** start PROVIDED RECORDS **

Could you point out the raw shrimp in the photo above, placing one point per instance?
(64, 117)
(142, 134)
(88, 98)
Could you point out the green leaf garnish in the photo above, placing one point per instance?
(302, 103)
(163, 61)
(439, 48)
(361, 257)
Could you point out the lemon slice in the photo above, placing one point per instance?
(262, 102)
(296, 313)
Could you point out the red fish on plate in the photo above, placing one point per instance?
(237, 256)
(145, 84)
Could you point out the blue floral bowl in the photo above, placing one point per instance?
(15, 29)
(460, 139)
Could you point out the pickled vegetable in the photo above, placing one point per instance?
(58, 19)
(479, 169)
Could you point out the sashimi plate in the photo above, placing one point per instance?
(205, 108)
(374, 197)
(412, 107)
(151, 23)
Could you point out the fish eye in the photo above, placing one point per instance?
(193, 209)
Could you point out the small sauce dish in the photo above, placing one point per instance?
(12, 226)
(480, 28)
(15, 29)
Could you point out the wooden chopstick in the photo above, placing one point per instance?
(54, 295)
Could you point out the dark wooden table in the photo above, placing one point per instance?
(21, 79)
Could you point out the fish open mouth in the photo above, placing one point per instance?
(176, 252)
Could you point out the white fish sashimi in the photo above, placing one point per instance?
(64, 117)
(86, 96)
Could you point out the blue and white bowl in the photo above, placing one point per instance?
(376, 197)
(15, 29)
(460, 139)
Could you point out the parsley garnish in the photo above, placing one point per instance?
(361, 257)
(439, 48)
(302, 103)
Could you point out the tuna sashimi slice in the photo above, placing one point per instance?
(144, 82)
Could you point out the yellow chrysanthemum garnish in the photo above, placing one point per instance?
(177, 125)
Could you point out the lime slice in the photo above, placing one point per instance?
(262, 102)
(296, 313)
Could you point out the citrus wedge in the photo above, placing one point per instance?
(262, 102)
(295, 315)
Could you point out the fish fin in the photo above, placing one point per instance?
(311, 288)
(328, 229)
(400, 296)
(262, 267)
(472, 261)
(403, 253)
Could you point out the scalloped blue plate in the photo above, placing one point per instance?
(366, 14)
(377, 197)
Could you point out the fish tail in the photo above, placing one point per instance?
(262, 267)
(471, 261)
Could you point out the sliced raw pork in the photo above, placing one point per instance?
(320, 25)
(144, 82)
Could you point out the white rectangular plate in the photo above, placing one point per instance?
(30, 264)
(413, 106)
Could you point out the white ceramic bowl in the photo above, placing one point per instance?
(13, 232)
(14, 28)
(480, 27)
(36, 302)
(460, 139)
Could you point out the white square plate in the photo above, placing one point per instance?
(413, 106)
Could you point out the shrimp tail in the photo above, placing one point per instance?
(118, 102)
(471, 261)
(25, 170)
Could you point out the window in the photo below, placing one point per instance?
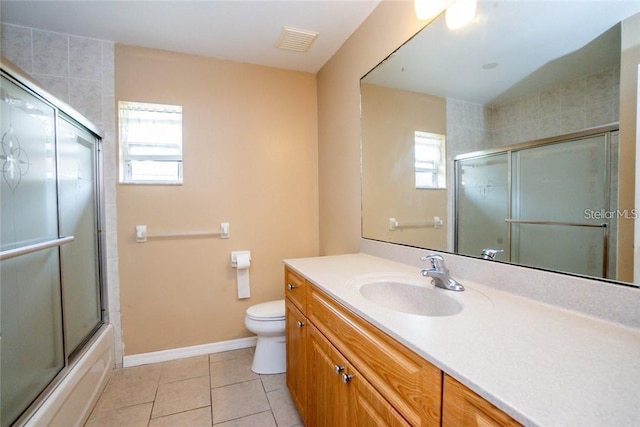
(430, 160)
(150, 143)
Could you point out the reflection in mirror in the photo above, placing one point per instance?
(536, 104)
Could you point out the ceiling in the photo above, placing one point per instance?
(236, 30)
(532, 45)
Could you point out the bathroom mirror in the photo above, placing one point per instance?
(524, 100)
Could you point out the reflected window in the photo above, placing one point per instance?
(150, 143)
(430, 164)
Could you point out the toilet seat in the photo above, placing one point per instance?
(267, 311)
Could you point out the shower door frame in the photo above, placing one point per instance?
(605, 130)
(63, 111)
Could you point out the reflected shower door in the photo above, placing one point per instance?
(482, 204)
(78, 218)
(30, 315)
(561, 184)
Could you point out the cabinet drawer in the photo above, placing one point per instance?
(295, 288)
(296, 344)
(464, 407)
(411, 384)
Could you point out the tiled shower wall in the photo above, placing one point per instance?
(78, 71)
(589, 101)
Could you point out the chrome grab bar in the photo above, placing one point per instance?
(568, 224)
(12, 253)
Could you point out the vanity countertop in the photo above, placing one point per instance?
(540, 364)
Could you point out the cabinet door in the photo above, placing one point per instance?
(368, 407)
(295, 288)
(296, 356)
(461, 406)
(328, 398)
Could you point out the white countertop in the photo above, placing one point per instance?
(540, 364)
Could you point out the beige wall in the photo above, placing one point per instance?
(390, 24)
(390, 118)
(250, 159)
(629, 136)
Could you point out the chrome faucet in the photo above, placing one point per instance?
(490, 254)
(439, 273)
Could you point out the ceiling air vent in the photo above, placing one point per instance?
(296, 40)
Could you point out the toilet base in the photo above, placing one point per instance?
(270, 356)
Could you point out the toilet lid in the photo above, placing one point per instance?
(267, 310)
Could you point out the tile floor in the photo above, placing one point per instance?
(217, 389)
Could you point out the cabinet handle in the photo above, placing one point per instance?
(346, 378)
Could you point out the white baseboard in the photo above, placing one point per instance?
(180, 353)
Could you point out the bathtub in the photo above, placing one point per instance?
(73, 399)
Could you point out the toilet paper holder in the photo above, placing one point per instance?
(234, 259)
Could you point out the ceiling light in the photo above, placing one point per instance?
(460, 13)
(427, 9)
(295, 39)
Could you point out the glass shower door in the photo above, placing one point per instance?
(78, 218)
(482, 198)
(30, 309)
(555, 189)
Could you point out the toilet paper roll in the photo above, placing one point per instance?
(242, 275)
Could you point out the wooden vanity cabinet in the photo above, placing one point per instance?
(296, 339)
(411, 385)
(343, 371)
(296, 345)
(463, 407)
(340, 395)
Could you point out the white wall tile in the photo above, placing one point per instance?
(17, 46)
(50, 53)
(57, 86)
(85, 58)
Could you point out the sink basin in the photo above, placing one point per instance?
(409, 296)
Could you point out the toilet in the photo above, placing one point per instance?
(266, 320)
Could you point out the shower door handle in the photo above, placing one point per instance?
(12, 253)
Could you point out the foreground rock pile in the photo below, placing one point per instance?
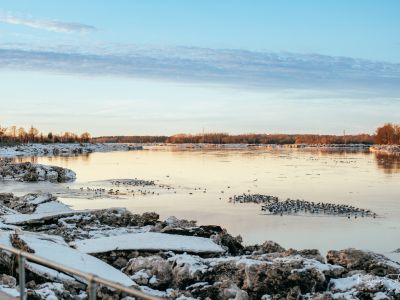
(29, 172)
(175, 259)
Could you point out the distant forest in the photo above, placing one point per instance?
(388, 134)
(13, 135)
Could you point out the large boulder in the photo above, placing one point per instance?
(370, 262)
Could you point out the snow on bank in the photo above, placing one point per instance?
(55, 249)
(152, 241)
(63, 149)
(29, 172)
(21, 219)
(389, 149)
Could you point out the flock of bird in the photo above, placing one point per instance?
(290, 207)
(274, 206)
(269, 204)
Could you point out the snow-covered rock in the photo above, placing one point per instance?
(57, 250)
(63, 149)
(30, 172)
(149, 241)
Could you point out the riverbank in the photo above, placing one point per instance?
(175, 259)
(62, 149)
(388, 149)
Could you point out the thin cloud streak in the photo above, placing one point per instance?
(50, 25)
(216, 66)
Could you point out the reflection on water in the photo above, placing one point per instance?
(389, 163)
(341, 177)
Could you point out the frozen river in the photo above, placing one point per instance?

** end PROVIDED RECORDS **

### WHAT IS NEEDED
Render every line above as a Markdown table with two columns, Row and Line, one row for each line in order, skipping any blank lines. Leave the pictures out of the table.

### TASK OUTPUT
| Row | Line |
|---|---|
| 1 | Could you point out the raw shrimp in the photo above, placing one point per instance? |
| 2 | (64, 117) |
| 3 | (142, 134) |
| 4 | (88, 98) |
| 5 | Could you point out the green leaf garnish in the photo above, placing one point per instance? |
| 6 | (302, 103) |
| 7 | (163, 61) |
| 8 | (439, 48) |
| 9 | (361, 257) |
| 10 | Could you point out the lemon slice in the photo above, placing one point per instance? |
| 11 | (262, 102) |
| 12 | (296, 313) |
| 13 | Could you point out the red fish on plate in the photo above, placing one point per instance? |
| 14 | (237, 256) |
| 15 | (145, 84) |
| 16 | Could you point out the blue floral bowl in the photo above, placing one point per instance? |
| 17 | (15, 29) |
| 18 | (460, 139) |
| 19 | Could you point out the pickled vegetable in the photo above, placing one point per instance? |
| 20 | (58, 19) |
| 21 | (479, 169) |
| 22 | Could you point out the sashimi plate in the photo above, placing one point per instance? |
| 23 | (205, 108) |
| 24 | (374, 197) |
| 25 | (412, 107) |
| 26 | (151, 23) |
| 27 | Could you point out the fish eye in the photo above, placing one point per instance? |
| 28 | (193, 209) |
| 29 | Could you point out the small sauce dish in the photo above, placing one point per instance? |
| 30 | (12, 226) |
| 31 | (480, 28) |
| 32 | (15, 29) |
| 33 | Could you point out the wooden chopstick in the photo above, placing one point per instance? |
| 34 | (54, 295) |
| 35 | Could you point out the dark wooden table in the photo above, placing one point per instance? |
| 36 | (21, 79) |
| 37 | Could you point out the fish open mouth in the photo above, placing one point per instance? |
| 38 | (176, 252) |
| 39 | Could you point out the white fish sashimi in the photo above, placing one point per instance? |
| 40 | (64, 117) |
| 41 | (86, 96) |
| 42 | Could you point out the blue and white bowl in the photo above, placing one point per instance? |
| 43 | (376, 197) |
| 44 | (15, 29) |
| 45 | (460, 139) |
| 46 | Could you point out the parsley garnish in the photo above, placing one point per instance? |
| 47 | (361, 257) |
| 48 | (439, 48) |
| 49 | (302, 103) |
| 50 | Could you point out the tuna sashimi slice in the photo above, placing one point per instance? |
| 51 | (144, 82) |
| 52 | Could you point out the yellow chrysanthemum garnish in the photo above, placing one point per instance? |
| 53 | (177, 125) |
| 54 | Could you point out the lime slice in the photo above, placing one point per instance? |
| 55 | (262, 102) |
| 56 | (296, 313) |
| 57 | Could you point out the citrus wedge in the photo above, placing one point per instance? |
| 58 | (262, 102) |
| 59 | (295, 315) |
| 60 | Could you point out the fish fin in the photo above, placing one point per instance? |
| 61 | (311, 288) |
| 62 | (328, 229) |
| 63 | (400, 296) |
| 64 | (262, 267) |
| 65 | (472, 261) |
| 66 | (403, 253) |
| 67 | Could you point out the scalloped blue plate in the photo above, placing one point per instance? |
| 68 | (366, 14) |
| 69 | (377, 197) |
| 70 | Could you point out the fish tail in the photo above, placing one point per instance? |
| 71 | (262, 267) |
| 72 | (471, 261) |
| 73 | Could you point out the sliced raw pork in the photo above, placing one point per instance? |
| 74 | (320, 25) |
| 75 | (144, 82) |
| 76 | Could you point out the white rectangular plate in the photo above, placing one point per instance? |
| 77 | (30, 264) |
| 78 | (413, 106) |
| 79 | Could you point out the white ceramic bowl in the photo above, placing one point per instance? |
| 80 | (13, 232) |
| 81 | (14, 28) |
| 82 | (480, 27) |
| 83 | (36, 302) |
| 84 | (460, 139) |
| 85 | Could you point out the white square plate in the photo above, placing one point per instance? |
| 86 | (413, 106) |
| 87 | Could you point out the shrimp tail in the photo above, placing one point per instance? |
| 88 | (118, 102) |
| 89 | (471, 261) |
| 90 | (25, 170) |
| 91 | Could you point out the window in the photo below, placing one point per instance? |
| 92 | (430, 160) |
| 93 | (150, 143) |
| 94 | Could you point out the reflection in mirror in the photo above, placing one point per instance? |
| 95 | (536, 104) |
| 96 | Could you point out the ceiling in the photo above, placing one point per instance? |
| 97 | (236, 30) |
| 98 | (532, 45) |
| 99 | Could you point out the bathroom mirror in the photo above, placing one point per instance? |
| 100 | (524, 100) |
| 101 | Could you point out the reflected window in the photo above, placing one point per instance? |
| 102 | (150, 143) |
| 103 | (430, 164) |
| 104 | Could you point out the toilet seat in the photo above, placing one point per instance? |
| 105 | (267, 311) |
| 106 | Could you point out the shower door frame in the photo above, placing one point per instance? |
| 107 | (605, 130) |
| 108 | (63, 111) |
| 109 | Could you point out the reflected shower door in the photo above, placing one point per instance? |
| 110 | (482, 204) |
| 111 | (78, 218) |
| 112 | (30, 315) |
| 113 | (561, 184) |
| 114 | Could you point out the cabinet drawer in the photo above, placing one point per instance? |
| 115 | (295, 288) |
| 116 | (296, 344) |
| 117 | (464, 407) |
| 118 | (411, 384) |
| 119 | Could you point out the tiled shower wall in the photo above, placing one point per instance? |
| 120 | (78, 71) |
| 121 | (589, 101) |
| 122 | Could you point out the chrome grab bar in the photo above, placing one point per instance? |
| 123 | (568, 224) |
| 124 | (12, 253) |
| 125 | Could you point out the vanity countertop in the photo above, placing one point per instance? |
| 126 | (540, 364) |
| 127 | Could you point out the cabinet door in the photo above, placing one point per instance? |
| 128 | (368, 407) |
| 129 | (295, 288) |
| 130 | (296, 356) |
| 131 | (461, 406) |
| 132 | (328, 398) |
| 133 | Could you point out the white countertop in the photo above, placing one point per instance? |
| 134 | (540, 364) |
| 135 | Could you point out the beige wall in the photo above, placing one point per instance? |
| 136 | (390, 24) |
| 137 | (390, 118) |
| 138 | (250, 159) |
| 139 | (629, 136) |
| 140 | Could you point out the chrome faucet in the photo above, placing one point per instance? |
| 141 | (490, 254) |
| 142 | (439, 273) |
| 143 | Could you point out the ceiling air vent in the photo above, placing one point per instance? |
| 144 | (296, 40) |
| 145 | Could you point out the toilet base in the photo above, placing one point per instance? |
| 146 | (270, 356) |
| 147 | Could you point out the toilet lid in the photo above, placing one point per instance? |
| 148 | (267, 310) |
| 149 | Could you point out the tile floor in the photo above, placing one point per instance? |
| 150 | (217, 389) |
| 151 | Could you point out the cabinet handle in the photo above, placing one point per instance? |
| 152 | (346, 378) |
| 153 | Could you point out the white baseboard in the photo above, placing one point per instance? |
| 154 | (180, 353) |
| 155 | Could you point out the bathtub in the photo above, placing one point per instance? |
| 156 | (73, 399) |
| 157 | Could you point out the toilet paper holder in the photo above, placing one point per instance? |
| 158 | (234, 259) |
| 159 | Could you point out the ceiling light in the photo above, placing one point per instance? |
| 160 | (460, 13) |
| 161 | (427, 9) |
| 162 | (295, 39) |
| 163 | Could you point out the glass shower door in the photo above, placing one point per instance? |
| 164 | (78, 218) |
| 165 | (482, 198) |
| 166 | (30, 309) |
| 167 | (555, 189) |
| 168 | Could you point out the toilet paper roll in the photo above, placing one point per instance? |
| 169 | (242, 275) |
| 170 | Could you point out the wooden vanity cabinet in the photo above, placing one point per instance? |
| 171 | (296, 339) |
| 172 | (411, 385) |
| 173 | (343, 371) |
| 174 | (296, 345) |
| 175 | (463, 407) |
| 176 | (340, 395) |
| 177 | Could you point out the white wall tile in the photo above, placing one point per instance? |
| 178 | (17, 46) |
| 179 | (50, 53) |
| 180 | (57, 86) |
| 181 | (85, 58) |
| 182 | Could you point out the sink basin in the photo above, placing one point per instance? |
| 183 | (409, 296) |
| 184 | Could you point out the toilet in the photo above, placing one point per instance? |
| 185 | (266, 320) |
| 186 | Could you point out the shower door handle in the photo above, placing one point per instance? |
| 187 | (12, 253) |
| 188 | Could you point out the foreground rock pile in the photo below, placing one point per instance? |
| 189 | (29, 172) |
| 190 | (175, 259) |
| 191 | Could you point out the distant forest in the photo above, placing one point per instance? |
| 192 | (388, 134) |
| 193 | (13, 135) |
| 194 | Could you point out the large boulder in the photo above, placing one point per instance? |
| 195 | (370, 262) |
| 196 | Could you point out the snow on bank in the photo above, placing one point per instance? |
| 197 | (55, 249) |
| 198 | (152, 241) |
| 199 | (63, 149) |
| 200 | (29, 172) |
| 201 | (21, 219) |
| 202 | (389, 149) |
| 203 | Could you point out the flock of bird in the photo above, placing one point per instance? |
| 204 | (290, 207) |
| 205 | (274, 206) |
| 206 | (269, 204) |
| 207 | Could you point out the snow-covered rock in the photo above, placing one point per instance? |
| 208 | (57, 250) |
| 209 | (63, 149) |
| 210 | (30, 172) |
| 211 | (149, 241) |
| 212 | Could you point out the riverbank in the photo above, placing one point per instance? |
| 213 | (175, 259) |
| 214 | (62, 149) |
| 215 | (388, 149) |
| 216 | Could you point out the thin cloud streak in the photo above, placing one point per instance? |
| 217 | (50, 25) |
| 218 | (216, 66) |
| 219 | Could you point out the reflection on water in the photo above, placing one point per instance? |
| 220 | (389, 163) |
| 221 | (341, 177) |
| 222 | Could you point out the frozen river in the photo above, placing one point per instance? |